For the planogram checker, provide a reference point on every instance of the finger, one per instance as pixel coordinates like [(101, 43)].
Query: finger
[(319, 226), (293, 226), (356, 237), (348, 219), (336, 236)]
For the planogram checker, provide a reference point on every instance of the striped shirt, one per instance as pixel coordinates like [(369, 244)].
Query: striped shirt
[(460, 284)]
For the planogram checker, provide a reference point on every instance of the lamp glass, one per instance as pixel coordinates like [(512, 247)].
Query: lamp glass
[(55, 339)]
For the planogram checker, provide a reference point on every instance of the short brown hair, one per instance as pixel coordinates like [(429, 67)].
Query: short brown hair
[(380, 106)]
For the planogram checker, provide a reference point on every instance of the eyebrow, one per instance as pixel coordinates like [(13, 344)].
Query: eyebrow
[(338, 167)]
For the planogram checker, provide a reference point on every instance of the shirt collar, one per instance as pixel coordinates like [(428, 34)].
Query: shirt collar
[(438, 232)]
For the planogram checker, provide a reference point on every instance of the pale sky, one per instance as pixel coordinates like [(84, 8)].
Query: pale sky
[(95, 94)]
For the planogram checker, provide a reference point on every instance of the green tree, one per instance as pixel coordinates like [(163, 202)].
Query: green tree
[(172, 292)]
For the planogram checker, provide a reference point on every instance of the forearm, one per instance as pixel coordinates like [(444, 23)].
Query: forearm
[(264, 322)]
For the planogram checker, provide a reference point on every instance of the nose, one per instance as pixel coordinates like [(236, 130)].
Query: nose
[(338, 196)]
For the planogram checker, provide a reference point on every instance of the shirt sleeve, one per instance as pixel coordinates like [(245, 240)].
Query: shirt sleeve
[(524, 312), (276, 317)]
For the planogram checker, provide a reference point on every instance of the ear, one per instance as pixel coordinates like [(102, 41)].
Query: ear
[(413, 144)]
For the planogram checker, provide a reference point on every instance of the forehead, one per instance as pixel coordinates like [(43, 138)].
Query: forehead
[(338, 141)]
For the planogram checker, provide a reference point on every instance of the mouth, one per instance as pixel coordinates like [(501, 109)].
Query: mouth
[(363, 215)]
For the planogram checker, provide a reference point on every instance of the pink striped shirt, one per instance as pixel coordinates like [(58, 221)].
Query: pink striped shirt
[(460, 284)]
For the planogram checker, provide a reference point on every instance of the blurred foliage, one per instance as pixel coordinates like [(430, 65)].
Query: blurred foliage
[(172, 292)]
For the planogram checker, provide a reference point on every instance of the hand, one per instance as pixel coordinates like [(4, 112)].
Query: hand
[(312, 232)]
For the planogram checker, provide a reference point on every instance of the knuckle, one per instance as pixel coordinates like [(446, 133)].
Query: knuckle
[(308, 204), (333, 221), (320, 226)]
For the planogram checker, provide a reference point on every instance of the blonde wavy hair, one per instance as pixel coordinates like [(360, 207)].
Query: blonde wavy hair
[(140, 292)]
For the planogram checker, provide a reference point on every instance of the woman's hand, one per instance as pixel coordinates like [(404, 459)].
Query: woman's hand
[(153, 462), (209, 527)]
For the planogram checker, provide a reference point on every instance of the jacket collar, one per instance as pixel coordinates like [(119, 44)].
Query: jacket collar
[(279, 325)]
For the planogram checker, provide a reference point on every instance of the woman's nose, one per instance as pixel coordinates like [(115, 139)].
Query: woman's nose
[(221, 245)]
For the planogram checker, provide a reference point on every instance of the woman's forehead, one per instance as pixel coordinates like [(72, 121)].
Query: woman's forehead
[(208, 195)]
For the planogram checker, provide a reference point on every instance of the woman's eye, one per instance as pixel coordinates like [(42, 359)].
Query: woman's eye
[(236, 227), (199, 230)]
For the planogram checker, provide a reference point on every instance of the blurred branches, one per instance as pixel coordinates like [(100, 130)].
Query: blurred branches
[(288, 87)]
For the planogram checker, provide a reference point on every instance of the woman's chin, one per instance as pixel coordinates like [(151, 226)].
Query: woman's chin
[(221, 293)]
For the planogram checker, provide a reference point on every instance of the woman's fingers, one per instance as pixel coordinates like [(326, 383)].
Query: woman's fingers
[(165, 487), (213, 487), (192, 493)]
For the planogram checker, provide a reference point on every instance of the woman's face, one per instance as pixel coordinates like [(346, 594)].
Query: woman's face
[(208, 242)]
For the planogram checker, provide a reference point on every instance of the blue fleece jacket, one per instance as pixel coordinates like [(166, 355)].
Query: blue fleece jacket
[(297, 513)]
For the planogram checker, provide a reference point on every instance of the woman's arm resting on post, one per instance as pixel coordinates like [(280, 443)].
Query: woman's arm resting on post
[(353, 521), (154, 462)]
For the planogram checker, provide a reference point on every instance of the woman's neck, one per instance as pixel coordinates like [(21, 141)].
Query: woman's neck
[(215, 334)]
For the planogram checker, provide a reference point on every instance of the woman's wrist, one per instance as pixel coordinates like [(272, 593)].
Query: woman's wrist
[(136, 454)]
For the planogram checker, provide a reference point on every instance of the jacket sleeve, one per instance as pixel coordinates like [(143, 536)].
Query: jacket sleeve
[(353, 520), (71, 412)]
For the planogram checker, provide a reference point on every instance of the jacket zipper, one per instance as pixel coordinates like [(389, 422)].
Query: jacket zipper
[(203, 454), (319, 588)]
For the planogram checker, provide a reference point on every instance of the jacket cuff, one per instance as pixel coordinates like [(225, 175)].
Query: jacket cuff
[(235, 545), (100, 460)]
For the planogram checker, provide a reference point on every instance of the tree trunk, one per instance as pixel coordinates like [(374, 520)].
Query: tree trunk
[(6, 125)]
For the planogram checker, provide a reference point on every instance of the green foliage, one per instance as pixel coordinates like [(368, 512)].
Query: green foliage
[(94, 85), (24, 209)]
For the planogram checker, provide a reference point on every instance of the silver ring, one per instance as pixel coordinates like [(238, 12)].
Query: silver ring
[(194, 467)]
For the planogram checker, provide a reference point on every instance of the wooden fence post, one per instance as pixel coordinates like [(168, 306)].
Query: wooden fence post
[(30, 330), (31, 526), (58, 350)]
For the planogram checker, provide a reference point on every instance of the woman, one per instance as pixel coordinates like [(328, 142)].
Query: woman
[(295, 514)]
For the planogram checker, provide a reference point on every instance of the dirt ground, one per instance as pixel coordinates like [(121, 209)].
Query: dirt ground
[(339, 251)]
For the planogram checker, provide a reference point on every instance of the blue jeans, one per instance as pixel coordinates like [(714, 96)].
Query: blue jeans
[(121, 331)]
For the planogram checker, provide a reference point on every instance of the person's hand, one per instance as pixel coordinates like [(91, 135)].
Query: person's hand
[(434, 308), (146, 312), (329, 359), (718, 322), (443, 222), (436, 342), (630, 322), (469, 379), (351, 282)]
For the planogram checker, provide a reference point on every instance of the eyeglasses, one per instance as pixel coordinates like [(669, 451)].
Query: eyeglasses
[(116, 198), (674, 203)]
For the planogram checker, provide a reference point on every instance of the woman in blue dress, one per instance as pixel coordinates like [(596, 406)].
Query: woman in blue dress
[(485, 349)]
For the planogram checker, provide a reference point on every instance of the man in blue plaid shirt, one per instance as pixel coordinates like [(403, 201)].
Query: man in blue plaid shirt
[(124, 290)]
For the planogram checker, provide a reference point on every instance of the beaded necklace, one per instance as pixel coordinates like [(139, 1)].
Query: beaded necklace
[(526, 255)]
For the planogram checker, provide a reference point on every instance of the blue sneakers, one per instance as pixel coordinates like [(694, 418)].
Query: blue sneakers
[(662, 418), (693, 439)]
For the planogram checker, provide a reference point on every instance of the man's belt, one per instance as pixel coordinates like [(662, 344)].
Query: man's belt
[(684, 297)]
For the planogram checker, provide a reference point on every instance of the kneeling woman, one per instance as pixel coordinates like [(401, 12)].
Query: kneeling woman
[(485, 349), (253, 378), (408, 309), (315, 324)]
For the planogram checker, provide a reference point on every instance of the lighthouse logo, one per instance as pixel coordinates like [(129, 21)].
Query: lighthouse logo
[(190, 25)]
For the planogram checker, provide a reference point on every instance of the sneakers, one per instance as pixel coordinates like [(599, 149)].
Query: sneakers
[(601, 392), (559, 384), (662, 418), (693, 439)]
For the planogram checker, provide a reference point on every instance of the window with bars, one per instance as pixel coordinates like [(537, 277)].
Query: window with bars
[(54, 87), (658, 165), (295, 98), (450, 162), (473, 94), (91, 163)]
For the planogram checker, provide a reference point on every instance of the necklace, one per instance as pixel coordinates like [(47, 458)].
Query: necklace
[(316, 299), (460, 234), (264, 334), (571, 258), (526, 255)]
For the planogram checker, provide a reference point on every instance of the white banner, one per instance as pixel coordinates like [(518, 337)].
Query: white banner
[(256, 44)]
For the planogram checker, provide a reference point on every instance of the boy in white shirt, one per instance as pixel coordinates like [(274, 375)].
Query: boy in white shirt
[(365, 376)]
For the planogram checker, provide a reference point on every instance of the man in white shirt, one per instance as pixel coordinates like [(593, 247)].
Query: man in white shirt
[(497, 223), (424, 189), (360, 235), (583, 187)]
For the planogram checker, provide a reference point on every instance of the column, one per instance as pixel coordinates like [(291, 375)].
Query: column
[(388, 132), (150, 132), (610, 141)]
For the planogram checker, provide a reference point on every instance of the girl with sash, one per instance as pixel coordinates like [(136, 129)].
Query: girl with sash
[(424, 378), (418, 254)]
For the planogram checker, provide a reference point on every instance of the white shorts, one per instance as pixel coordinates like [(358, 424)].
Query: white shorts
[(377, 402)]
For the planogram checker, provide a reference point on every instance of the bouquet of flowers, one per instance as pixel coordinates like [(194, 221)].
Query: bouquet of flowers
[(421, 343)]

=-=-=

#### [SET PROBLEM]
Reproduce the data between the lines holding "like [(238, 12)]." and "[(295, 514)]", inclusive, putting "timber fence post" everywhere "wooden fence post" appears and keeping everything else the same.

#### [EXPECTED ANSWER]
For the planogram checker, provide a reference point on every instance of the silver ring, one per instance as pixel coordinates like [(238, 12)].
Query: silver ring
[(194, 467)]
For the planogram checker, provide a reference point on every instance of the timber fence post, one per instance as pixel coordinates like [(168, 306)].
Query: timber fence post
[(30, 330), (31, 526), (58, 350)]
For the planogram checker, provide a reference point on every instance of the woman, one per instance as pixel coordinates like [(328, 142)].
Query: woman
[(295, 514)]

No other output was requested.